§ **DOCUMENT SECTION**
## start

Dataware for data-driven transformation

MPI Workloads Performance on the MapR Data Platform, Part 2 – Matrix Multiplication

Contributed by

12 min read

Originally published 2/12/19 on Medium

In part one of this blog series, we showed how we can use MPI on top of the MapR Data Platform to successfully find prime numbers within a rather large range. Also, we compared our sieve of Eratosthenes implementation in MPI with the same algorithm in Apache Spark to discover how they both behave while looking at some interesting implementation details.

In the second part of the series, we are going to implement matrix multiplication in both MPI and Apache Spark. Again, we will look at how each implementation behaves when running on MapR. However, our MPI implementation will be based on Cannon's algorithm, while in Spark we will use the MLlib BlockMatrix functions for multiplying matrices.

Cannon's Algorithm

There are implicit implications in parallel computing. The memory requirements tend to increase as we increase the number of processors participating in the computation. This is not trivial but proven.

Cannon's algorithm is extremely scalable. That means that by increasing the number of processors, we keep the memory requirements low. The following is a scalability analysis on matrix multiplication using matrix to matrix multiplication against the block decomposition matrix multiplication used by Cannon's algorithm.

As we can see, in the first part (matrix-matrix) we don't get any scalability, since the memory depends on P – the number of processors. In the second part (Cannon's algorithm), the memory requirement is independent of the number of processors; more specifically, it is a constant which allows us to scale way better.

Cannon's Algorithm Implementation Using MPI

Now, we are going to show the main pieces of the implementation, its core. Then, we will link the entire source code to be reviewed for those interested in it.

First of all, let's look at the functions we are going to use, so we can get a better idea about the application flow.

## end

§ **DATA PROVIDED**
## start

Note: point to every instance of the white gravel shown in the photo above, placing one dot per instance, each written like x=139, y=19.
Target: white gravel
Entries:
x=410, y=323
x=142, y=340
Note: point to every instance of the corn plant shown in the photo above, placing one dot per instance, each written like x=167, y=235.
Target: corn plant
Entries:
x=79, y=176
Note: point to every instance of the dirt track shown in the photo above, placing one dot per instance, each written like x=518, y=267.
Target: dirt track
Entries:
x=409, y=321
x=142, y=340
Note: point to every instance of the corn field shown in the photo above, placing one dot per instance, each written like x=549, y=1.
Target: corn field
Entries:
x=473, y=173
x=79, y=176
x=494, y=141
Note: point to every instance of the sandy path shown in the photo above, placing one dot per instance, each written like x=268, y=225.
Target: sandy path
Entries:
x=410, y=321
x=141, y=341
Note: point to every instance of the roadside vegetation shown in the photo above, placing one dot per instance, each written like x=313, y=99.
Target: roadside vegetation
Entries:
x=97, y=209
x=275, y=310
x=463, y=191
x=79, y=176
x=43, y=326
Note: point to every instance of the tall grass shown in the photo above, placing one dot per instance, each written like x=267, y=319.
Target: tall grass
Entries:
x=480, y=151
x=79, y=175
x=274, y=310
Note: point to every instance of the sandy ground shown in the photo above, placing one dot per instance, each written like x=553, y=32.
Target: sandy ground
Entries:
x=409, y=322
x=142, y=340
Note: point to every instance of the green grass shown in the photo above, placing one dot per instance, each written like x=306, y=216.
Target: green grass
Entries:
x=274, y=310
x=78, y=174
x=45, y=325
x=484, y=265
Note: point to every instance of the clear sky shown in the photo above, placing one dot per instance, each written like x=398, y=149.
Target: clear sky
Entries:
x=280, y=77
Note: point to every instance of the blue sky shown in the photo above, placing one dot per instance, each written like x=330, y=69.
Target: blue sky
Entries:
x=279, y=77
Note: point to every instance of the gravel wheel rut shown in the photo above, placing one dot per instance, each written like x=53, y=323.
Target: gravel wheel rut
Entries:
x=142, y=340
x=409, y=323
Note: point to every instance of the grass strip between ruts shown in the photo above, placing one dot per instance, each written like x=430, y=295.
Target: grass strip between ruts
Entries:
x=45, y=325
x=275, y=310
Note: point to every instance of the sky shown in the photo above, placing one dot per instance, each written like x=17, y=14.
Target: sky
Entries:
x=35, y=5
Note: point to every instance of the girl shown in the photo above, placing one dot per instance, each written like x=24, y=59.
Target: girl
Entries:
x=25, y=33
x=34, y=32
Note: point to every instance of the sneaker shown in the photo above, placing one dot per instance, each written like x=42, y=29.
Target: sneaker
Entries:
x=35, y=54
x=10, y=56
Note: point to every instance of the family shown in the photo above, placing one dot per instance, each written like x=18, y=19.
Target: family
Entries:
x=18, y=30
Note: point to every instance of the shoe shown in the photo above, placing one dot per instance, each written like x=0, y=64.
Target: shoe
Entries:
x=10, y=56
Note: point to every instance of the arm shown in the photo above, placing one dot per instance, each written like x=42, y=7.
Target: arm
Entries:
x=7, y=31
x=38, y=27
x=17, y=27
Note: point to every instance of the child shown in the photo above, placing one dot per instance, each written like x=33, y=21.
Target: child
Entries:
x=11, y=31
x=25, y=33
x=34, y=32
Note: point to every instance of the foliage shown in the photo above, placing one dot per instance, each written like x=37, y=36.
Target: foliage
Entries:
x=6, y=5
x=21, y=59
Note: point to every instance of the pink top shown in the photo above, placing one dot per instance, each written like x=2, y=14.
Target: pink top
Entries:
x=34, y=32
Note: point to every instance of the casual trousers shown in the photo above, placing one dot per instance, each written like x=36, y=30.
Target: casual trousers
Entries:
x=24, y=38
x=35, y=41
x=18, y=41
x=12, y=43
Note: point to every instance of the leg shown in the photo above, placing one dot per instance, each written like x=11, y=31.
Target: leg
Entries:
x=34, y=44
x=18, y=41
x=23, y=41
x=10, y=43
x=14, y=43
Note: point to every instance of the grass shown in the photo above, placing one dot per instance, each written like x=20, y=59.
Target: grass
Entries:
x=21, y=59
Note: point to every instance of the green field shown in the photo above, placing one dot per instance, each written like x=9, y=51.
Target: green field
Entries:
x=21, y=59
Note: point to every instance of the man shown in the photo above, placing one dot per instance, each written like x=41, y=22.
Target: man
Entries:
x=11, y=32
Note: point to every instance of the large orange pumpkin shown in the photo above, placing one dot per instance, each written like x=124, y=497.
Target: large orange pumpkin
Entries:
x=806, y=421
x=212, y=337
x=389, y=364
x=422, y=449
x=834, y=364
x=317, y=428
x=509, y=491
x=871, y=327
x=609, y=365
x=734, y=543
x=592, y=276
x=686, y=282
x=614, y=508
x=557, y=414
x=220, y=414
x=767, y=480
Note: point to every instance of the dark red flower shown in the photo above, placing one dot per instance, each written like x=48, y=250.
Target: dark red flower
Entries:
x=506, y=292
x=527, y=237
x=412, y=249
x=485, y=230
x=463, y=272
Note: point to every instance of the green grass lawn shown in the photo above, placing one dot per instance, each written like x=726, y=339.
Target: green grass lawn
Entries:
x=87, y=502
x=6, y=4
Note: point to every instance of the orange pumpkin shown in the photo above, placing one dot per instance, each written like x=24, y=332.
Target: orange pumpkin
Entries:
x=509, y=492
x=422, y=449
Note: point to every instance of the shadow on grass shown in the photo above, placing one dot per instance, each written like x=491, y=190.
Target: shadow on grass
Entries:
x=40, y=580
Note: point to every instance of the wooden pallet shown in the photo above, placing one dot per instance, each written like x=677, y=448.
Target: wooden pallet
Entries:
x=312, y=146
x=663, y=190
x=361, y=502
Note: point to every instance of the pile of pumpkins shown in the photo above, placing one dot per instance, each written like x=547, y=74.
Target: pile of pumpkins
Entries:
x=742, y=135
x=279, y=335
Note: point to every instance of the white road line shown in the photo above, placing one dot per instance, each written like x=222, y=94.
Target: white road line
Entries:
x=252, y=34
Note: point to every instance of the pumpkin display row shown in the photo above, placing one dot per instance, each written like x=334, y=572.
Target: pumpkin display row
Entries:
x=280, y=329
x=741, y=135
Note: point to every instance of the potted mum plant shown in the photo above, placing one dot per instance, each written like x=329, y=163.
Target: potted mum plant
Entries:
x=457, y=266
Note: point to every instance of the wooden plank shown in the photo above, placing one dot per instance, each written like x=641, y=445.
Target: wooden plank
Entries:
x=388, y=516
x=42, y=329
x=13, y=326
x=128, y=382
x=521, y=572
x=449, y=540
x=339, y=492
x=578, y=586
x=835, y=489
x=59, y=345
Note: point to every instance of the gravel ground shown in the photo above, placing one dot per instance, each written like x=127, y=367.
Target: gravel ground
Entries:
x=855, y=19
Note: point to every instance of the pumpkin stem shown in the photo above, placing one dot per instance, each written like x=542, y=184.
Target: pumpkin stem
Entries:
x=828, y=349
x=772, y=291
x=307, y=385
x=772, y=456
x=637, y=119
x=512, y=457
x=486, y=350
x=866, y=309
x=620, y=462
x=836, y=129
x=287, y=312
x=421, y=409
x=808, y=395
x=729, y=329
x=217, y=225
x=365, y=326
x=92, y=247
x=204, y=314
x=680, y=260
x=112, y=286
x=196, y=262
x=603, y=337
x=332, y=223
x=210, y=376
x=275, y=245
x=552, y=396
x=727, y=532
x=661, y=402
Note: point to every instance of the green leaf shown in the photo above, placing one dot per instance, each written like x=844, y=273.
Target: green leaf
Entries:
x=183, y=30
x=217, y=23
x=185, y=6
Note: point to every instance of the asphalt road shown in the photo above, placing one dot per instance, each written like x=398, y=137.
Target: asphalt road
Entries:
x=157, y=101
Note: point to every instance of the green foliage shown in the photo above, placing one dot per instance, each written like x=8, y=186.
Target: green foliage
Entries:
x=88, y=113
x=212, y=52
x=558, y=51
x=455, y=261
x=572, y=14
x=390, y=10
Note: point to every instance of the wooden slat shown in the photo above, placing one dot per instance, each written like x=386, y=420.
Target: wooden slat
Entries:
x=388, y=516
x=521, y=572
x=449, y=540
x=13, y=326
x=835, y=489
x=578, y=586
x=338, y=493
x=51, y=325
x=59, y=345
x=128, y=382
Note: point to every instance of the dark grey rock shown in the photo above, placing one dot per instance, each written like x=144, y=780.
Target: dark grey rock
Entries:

## end

§ **PROMPT 1**
From the matrix multiplication post, reproduce the passage that begins at the words "In the second part of" and stops after the words "for multiplying matrices.".
§ **PROMPT 2**
Summarize the matrix multiplication post in two sentences.

§ **CORRECT ANSWER 1**
In the second part of the series, we are going to implement matrix multiplication in both MPI and Apache Spark. Again, we will look at how each implementation behaves when running on MapR. However, our MPI implementation will be based on Cannon's algorithm, while in Spark we will use the MLlib BlockMatrix functions for multiplying matrices.

§ **CORRECT ANSWER 2**
This second part of the series implements matrix multiplication in both MPI and Apache Spark on the MapR Data Platform, basing the MPI version on Cannon's algorithm and the Spark version on the MLlib BlockMatrix functions. Cannon's algorithm is described as extremely scalable because its memory requirement is a constant independent of the number of processors, whereas in matrix-to-matrix multiplication the memory depends on the number of processors.